- [GIVEN INSTRUCTION 1]
Can you duplicate the passage of the bike-size thread from "I think you" to "a handling challenge.", word for word?
- [GIVEN INSTRUCTION 2]
Which lines of the records contain the string "blue"? Filter them out and copy each one.

Any other suggstions around that price? 
Am I focusing too much on weight?

Thanks for the help.


----------



## jochribs (Nov 12, 2009)

I think you might be able to actually look towards 24". Maybe see if a cheap 20 is available, or to borrow so the transition to larger wheels isn't such a handling challenge. 

You can always put a shorter stem on a 24, bump the seat forward in the rails etc, and as he grows a couple inches, spread things back out. From my memory of where my son was at your son's height, you are going to be short lived on the 20". Especially of he's there at 5 already.


----------



## csheakos (Apr 11, 2016)

Doing reading right now I'm kind of seeing that. I do have another son who is 2 years younger that will likely inherit whatever I got now. At this point in the year here I'm more so looking for next spring, but who knows what Santa will be doing??? So assuming he tacks on a couple more inches between now and then maybe the 20" would be too small. 

He tried riding a 20" at the LBS, but after he went for the brakes and realized there were no coasters he got off. I now having using the hand brake on his current bike occasionally.


----------



## SpuTTer (Jan 19, 2004)

- [LISTED ENTRIES]
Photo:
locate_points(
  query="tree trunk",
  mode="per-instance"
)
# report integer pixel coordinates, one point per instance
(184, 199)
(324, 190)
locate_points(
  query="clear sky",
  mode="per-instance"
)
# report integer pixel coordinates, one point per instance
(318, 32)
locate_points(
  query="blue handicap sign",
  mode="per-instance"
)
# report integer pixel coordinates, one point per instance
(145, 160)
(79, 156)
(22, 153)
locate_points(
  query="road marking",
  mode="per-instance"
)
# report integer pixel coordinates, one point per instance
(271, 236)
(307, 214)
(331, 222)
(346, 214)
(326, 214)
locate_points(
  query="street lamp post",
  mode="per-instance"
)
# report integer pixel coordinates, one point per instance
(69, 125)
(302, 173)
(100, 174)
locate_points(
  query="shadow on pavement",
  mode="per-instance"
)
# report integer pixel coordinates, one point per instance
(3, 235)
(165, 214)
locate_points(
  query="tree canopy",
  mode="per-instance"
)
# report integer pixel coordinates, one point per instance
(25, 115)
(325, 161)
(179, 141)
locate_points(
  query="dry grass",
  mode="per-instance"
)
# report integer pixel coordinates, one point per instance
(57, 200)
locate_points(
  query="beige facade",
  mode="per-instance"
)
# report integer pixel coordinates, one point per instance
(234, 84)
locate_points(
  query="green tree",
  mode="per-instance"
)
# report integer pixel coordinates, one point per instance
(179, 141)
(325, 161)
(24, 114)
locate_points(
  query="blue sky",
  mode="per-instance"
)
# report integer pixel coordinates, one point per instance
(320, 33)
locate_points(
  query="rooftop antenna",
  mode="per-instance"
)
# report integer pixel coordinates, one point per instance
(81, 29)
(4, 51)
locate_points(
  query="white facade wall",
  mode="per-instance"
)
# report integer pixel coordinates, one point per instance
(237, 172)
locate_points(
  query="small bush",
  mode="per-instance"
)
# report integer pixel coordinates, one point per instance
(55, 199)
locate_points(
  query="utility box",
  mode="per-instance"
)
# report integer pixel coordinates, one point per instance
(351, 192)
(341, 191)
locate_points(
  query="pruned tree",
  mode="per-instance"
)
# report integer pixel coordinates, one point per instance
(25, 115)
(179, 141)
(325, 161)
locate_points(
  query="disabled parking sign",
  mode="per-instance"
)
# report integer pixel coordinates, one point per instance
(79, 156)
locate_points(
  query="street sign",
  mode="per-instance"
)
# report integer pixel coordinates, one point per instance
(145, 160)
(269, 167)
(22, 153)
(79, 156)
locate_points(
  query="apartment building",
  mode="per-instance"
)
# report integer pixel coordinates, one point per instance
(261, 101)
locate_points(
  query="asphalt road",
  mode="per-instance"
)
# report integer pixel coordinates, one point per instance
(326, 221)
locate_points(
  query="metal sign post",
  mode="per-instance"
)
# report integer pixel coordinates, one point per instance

- [FULL OUTPUT 1]
I think you might be able to actually look towards 24". Maybe see if a cheap 20 is available, or to borrow so the transition to larger wheels isn't such a handling challenge.

- [FULL OUTPUT 2]
  query="blue handicap sign",
  query="blue sky",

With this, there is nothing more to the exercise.